▶ [CONSEGNA A]
Rispondi a queste domande sulla discussione su Koulibaly e Manolas:
(i) Secondo kolao95, in quale aspetto è migliore Koulibaly?
(ii) Quale qualità di Manolas cita Superdinho80 per motivare la sua preferenza?
(iii) Secondo mefisto94, che cosa fa molto spesso Koulibaly negli 1vs1, oltre a non farsi saltare?
▶ [CONSEGNA B]
Prosegui la discussione su Koulibaly e Manolas a partire dall'ultimo intervento.

▶ [TESTO DEL DOCUMENTO]
::::::::::
# Koulibaly vs Manolas



## kolao95 (25 Aprile 2016)

Confronto tra i due che reputo i migliori centrali della Serie A insieme a Barzagli, Miranda e Bonucci, e sicuramente i due più moderni. Il senegalese lo scorso anno aveva mostrato grandi doti fisiche, ma anche limiti sia tecnici (molto scoordinato negli interventi) sia tattici (letture dell'azione e del tempo dell'anticipo non sempre perfetti), che mentali (ogni tanto si concedeva qualche calo di concentrazione di troppo) che però quest'anno, soprattutto grazie alla cura Sarri, è riuscito a eliminare. Il greco invece aveva già stupito tutti lo scorso anno e quest'anno, soprattutto con l'avvento di Spalletti, si è consacrato. Entrambi sono molto forti fisicamente, bravissimi sia a coprire la profondità (in questo aspetto preferisco Manolas), che nel duello propriamente fisico (qui meglio Koulibaly). Sono entrambi fortissimi nell'anticipo e nelle chiusure, mentre nell'1vs1 sono praticamente insuperabili. Nella marcatura pura qualche difetto lo hanno mostrato (più Manolas), ma in definitiva l'unica pecca che, a mio avviso, hanno è in fase di impostazione, avendo entrambi dei piedi non buonissimi. 
Personalmente preferisco Manolas, se non altro perché il greco mi dà più garanzie essendo al secondo anno in cui è al top, mentre il napoletano, come ho detto, nel primo anno aveva mostrato grossi limiti.
Voi chi preferite?


----------



## Hammer (25 Aprile 2016)

Personalmente anche io preferisco Manolas. Koulibaly ha avuto un miglioramento esponenziale rispetto all'anno scorso, ma a volte ha dei cali di concentrazione evidenti.


----------



## Superdinho80 (25 Aprile 2016)

due che si completerebbero alla perfezione, personalmente preferisco manolas perche ha più eleganza però sono due top nel ruolo


----------



## mefisto94 (25 Aprile 2016)

Io forse Koulibaly, è più incisivo negli 1vs.1, non solo non si fa saltare ma molto spesso ruba proprio il pallone.
::::::::::
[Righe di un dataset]
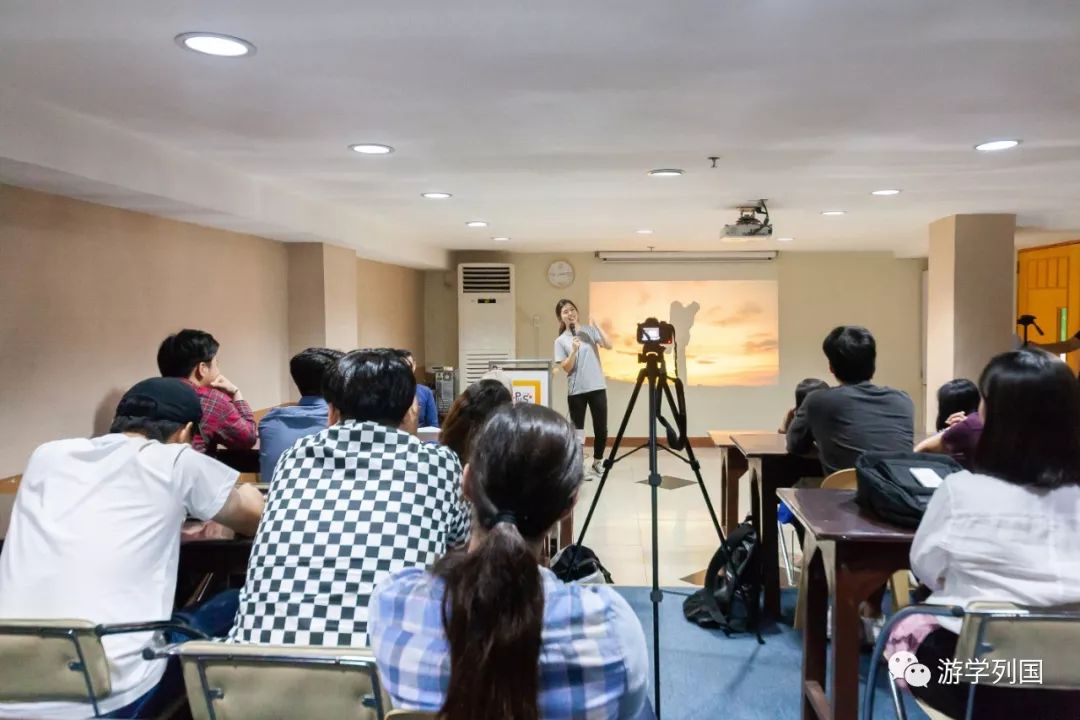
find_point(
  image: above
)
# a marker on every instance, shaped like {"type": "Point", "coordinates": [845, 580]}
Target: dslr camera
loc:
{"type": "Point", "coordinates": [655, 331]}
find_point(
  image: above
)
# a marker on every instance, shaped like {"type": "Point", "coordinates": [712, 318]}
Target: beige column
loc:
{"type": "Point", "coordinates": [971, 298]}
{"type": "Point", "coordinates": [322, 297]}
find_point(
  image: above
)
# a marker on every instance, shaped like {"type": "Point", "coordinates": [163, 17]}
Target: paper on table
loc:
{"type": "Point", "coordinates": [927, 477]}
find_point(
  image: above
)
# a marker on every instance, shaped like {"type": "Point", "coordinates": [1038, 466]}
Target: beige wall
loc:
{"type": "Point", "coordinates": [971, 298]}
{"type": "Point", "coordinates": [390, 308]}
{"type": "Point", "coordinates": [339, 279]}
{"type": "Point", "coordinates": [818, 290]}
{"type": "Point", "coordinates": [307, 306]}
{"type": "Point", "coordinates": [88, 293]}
::::::::::
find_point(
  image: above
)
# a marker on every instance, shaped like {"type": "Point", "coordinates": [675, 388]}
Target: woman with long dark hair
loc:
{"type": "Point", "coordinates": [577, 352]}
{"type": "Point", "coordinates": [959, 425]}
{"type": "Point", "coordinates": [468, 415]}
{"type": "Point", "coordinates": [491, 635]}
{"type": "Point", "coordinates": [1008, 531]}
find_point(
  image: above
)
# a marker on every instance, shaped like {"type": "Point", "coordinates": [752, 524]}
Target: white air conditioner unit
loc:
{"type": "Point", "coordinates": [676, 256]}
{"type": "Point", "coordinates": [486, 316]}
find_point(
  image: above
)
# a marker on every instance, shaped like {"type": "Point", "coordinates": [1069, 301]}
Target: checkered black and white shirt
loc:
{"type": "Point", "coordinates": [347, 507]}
::::::::::
▶ [RISPOSTA CORRETTA A]
(i) Nel duello propriamente fisico.
(ii) L'eleganza.
(iii) Ruba il pallone.

▶ [RISPOSTA CORRETTA B]
----------



## diavoloINme (26 Aprile 2016)

A mio parere il miglior centrale della serie a è miranda. Un signore dell'area di rigore. Fortissimo di testa, in marcatura ed in uscita palla al piede. Intelligentissimo tatticamente. Il salto di qualità l'inter in fase difensiva lo ha fatto con il brasiliano. E dire che per anni il milan lo ha monitorato ai tempi del san paolo ma non se ne fece alcunchè .Non voglio però avvelenare ulteriormente io mio povero fegato quindi mi impongo di non rievocare. Miranda comunque per me è superiore anche a bonucci e barzagli. In ottica futura i migliori sono i due citati da te. Koulibaly è quello cresciuto di più : insuperabile nell'uno contro uno e nell'andare a prendere la punta anche in mezzo al campo. Quest'anno mi ha stupito molto per come fa partire l'azione da dietro con passaggi mai banali ma spesso in verticale e di prima. Si vede la mano di Sarri. Manolas si è confermato ai suoi livelli, fortissimo in marcatura e velocissimo nei recuperi. Prenderei comunque un ipotetico scarto tra i due vista la bontà del materiale a disposizione.


----------



## kolao95 (26 Aprile 2016)

diavoloINme ha scritto:


> A mio parere il miglior centrale della serie a è miranda. Un signore dell'area di rigore. Fortissimo di testa, in marcatura ed in uscita palla al piede. Intelligentissimo tatticamente. Il salto di qualità l'inter in fase difensiva lo ha fatto con il brasiliano. E dire che per anni il milan lo ha monitorato ai tempi del san paolo ma non se ne fece alcunchè .Non voglio però avvelenare ulteriormente io mio povero fegato quindi mi impongo di non rievocare. Miranda comunque per me è superiore anche a bonucci e barzagli. In ottica futura i migliori sono i due citati da te. Koulibaly è quello cresciuto di più : insuperabile nell'uno contro uno e nell'andare a prendere la punta anche in mezzo al campo. Quest'anno mi ha stupito molto per come fa partire l'azione da dietro con passaggi mai banali ma spesso in verticale e di prima. Si vede la mano di Sarri. Manolas si è confermato ai suoi livelli, fortissimo in marcatura e velocissimo nei recuperi. Prenderei comunque un ipotetico scarto tra i due vista la bontà del materiale a disposizione.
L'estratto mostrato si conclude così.